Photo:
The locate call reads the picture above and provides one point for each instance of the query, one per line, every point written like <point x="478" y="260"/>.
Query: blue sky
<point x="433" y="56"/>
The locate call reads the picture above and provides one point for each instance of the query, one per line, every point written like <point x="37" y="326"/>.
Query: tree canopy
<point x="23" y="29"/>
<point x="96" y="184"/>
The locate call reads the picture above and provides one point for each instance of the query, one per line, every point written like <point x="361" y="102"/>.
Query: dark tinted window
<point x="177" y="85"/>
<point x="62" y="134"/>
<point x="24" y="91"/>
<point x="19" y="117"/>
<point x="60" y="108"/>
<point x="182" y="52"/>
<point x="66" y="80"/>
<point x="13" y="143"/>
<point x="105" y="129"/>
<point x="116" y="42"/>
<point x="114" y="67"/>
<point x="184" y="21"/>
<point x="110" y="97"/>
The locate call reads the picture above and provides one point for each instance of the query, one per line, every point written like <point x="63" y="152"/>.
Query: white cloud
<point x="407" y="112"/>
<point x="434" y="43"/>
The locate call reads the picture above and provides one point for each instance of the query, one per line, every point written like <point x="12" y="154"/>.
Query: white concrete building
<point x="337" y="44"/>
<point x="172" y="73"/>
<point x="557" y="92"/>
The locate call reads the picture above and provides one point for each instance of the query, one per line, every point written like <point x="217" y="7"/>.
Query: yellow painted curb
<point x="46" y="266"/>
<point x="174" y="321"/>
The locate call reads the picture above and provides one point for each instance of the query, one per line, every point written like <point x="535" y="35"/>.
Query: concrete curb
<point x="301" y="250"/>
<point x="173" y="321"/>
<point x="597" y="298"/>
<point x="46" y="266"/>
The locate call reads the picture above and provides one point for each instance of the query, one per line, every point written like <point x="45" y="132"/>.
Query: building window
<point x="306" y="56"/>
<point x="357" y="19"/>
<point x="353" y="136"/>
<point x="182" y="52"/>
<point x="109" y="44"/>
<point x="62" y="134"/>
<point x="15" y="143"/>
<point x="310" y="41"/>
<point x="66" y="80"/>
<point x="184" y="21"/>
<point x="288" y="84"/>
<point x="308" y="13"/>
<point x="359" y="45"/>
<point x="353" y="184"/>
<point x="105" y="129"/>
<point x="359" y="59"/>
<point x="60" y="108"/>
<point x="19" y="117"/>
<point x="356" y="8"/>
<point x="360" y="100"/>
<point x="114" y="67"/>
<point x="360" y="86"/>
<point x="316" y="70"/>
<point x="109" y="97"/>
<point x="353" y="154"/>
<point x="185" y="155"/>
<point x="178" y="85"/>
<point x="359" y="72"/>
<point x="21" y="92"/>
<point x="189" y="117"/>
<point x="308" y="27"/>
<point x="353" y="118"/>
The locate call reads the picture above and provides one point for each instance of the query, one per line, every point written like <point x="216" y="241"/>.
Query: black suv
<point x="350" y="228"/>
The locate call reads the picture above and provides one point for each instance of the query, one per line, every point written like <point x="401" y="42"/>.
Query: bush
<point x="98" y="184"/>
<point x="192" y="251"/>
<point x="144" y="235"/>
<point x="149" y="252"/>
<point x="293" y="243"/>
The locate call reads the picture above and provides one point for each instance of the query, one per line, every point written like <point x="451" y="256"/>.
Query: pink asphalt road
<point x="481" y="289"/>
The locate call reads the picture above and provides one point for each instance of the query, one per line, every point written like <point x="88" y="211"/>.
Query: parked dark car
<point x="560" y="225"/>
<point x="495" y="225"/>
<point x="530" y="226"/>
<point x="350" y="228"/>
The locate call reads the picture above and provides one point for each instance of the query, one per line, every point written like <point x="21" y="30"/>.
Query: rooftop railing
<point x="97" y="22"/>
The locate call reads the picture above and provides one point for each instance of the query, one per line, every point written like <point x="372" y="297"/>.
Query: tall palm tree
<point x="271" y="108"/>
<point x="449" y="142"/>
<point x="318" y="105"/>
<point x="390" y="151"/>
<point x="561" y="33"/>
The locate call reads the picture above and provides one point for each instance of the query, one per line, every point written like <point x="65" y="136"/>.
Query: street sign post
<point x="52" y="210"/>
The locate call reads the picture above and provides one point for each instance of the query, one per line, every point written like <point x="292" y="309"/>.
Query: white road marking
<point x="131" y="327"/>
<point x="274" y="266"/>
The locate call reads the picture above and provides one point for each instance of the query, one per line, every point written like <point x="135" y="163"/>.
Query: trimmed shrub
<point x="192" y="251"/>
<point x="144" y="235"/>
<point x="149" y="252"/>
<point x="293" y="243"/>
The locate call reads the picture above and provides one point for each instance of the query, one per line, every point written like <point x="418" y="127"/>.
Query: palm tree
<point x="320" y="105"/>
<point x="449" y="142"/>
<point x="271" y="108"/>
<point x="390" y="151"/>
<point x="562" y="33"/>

• • • • •

◆ Your goal ◆
Take the lines from the one containing "Query: trimmed shrub" to the last line of the material above and write them out exactly.

◆ Answer to this task ◆
Query: trimmed shrub
<point x="192" y="251"/>
<point x="144" y="235"/>
<point x="149" y="252"/>
<point x="293" y="243"/>
The locate call reads the picture above and provides one point for each instance of the query, one per line, every point written like <point x="418" y="127"/>.
Query: palm tree
<point x="320" y="105"/>
<point x="449" y="142"/>
<point x="271" y="108"/>
<point x="390" y="151"/>
<point x="562" y="33"/>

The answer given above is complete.